# START OF Data provided
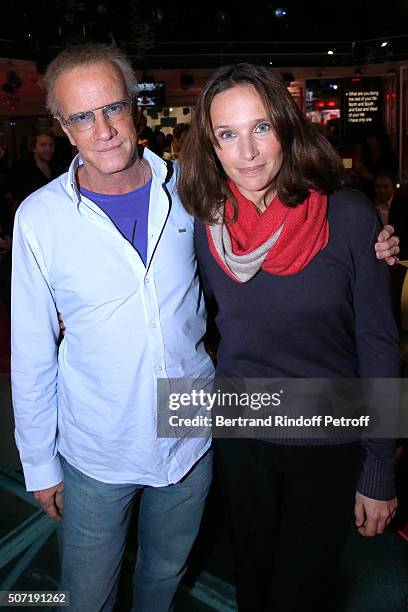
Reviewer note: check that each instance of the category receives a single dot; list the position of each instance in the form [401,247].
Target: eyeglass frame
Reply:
[66,122]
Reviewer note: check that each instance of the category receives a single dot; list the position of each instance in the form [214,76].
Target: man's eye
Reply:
[115,109]
[261,128]
[81,118]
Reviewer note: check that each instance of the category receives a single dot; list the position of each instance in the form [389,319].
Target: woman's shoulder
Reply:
[353,217]
[351,205]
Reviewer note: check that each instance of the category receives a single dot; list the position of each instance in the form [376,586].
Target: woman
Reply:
[288,256]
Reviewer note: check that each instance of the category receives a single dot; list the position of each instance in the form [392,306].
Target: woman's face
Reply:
[249,151]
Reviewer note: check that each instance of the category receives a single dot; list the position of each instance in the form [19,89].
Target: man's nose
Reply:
[103,130]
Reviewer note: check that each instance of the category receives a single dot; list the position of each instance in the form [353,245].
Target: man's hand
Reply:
[387,246]
[51,500]
[373,515]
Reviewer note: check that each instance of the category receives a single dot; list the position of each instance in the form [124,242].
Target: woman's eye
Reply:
[226,135]
[261,128]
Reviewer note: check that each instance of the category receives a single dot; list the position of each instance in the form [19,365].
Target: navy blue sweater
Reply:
[333,319]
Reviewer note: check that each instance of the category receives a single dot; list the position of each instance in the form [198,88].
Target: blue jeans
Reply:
[94,530]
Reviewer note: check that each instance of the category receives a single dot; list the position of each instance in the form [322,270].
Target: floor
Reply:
[373,576]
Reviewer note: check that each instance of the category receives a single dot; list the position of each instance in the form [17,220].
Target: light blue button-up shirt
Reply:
[93,399]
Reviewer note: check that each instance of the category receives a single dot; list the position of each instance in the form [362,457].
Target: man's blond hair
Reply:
[85,55]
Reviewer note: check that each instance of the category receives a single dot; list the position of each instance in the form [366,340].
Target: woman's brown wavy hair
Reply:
[309,160]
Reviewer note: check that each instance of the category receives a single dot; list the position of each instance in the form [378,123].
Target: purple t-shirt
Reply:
[129,212]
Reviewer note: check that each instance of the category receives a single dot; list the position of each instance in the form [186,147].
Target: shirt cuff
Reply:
[377,479]
[43,476]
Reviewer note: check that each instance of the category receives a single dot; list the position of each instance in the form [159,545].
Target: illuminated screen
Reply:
[150,94]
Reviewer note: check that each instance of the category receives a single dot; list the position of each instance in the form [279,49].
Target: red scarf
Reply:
[238,246]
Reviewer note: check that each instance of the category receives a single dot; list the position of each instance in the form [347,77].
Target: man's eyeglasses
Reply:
[80,122]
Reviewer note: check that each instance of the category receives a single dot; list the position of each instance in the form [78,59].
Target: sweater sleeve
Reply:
[377,342]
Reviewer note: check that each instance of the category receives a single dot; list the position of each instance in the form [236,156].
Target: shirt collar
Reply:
[157,165]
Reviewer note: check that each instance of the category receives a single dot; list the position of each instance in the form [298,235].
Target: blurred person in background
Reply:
[180,132]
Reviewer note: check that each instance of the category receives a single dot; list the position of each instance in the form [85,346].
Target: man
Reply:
[179,134]
[391,208]
[110,247]
[37,170]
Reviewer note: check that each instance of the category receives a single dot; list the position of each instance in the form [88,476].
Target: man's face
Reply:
[383,189]
[44,148]
[108,147]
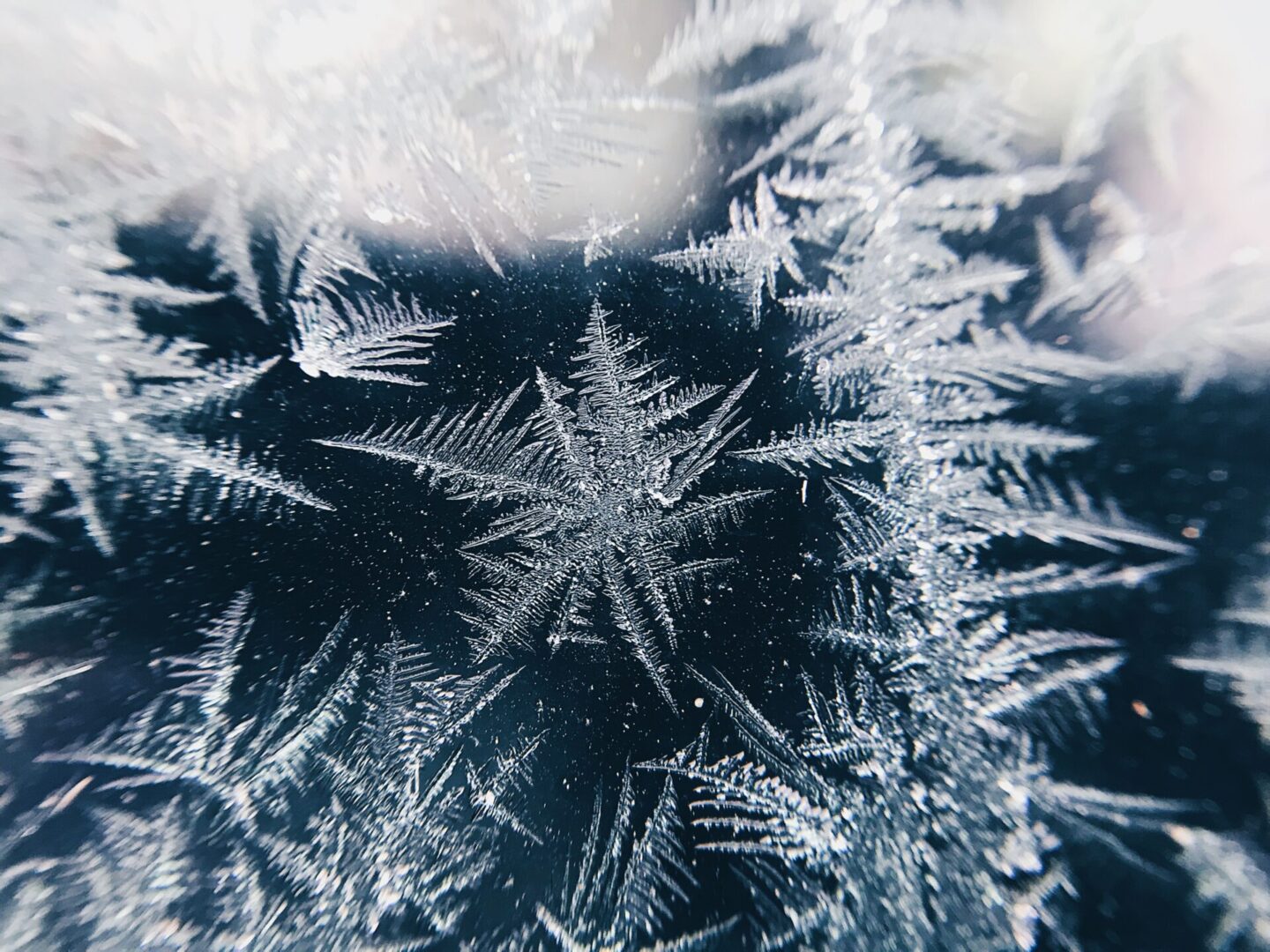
# END OF Data provided
◆ Stated problem ◆
Rewrite the entries starting at the line containing "the form [159,545]." and ending at the final line of the entries, replacing every "Target" with "Label" and keeping everything else the same. Leave the pictures out of your output.

◆ Reply to the exercise ◆
Reviewer note: check that each instance of the category receives a single dot; list the position of each instance in the form [159,545].
Label: illuminated screen
Reply:
[150,94]
Reviewer note: check that each instance of the category receives a single dot; list the position of each instance in the form [279,49].
Label: red scarf
Reply:
[238,246]
Reviewer note: check that each instance of the category receives a single dot; list the position of each instance in the form [347,77].
Label: man's eyeglasses
Reply:
[80,122]
Reviewer note: check that each instance of the category receives a single dot; list the position of each instance in the form [78,59].
Label: sweater sleeve
Reply:
[377,342]
Reviewer note: check that each instance of the category receives a single dot; list the position of each instance in the form [236,156].
Label: shirt collar
Reply:
[157,165]
Reviewer note: check that each instance of the category receives a single dot; list the position of each instance in the form [298,235].
Label: blurred person in background
Reply:
[180,132]
Reviewer note: check that each instance of the category receives a single dot; list the position of each instance in the form [85,346].
Label: man
Reply:
[179,134]
[391,208]
[110,247]
[37,170]
Reviewer note: check that each instance of the category receives a single dot; list the position of each instance in the form [88,476].
Label: man's face
Reply:
[383,189]
[44,148]
[108,147]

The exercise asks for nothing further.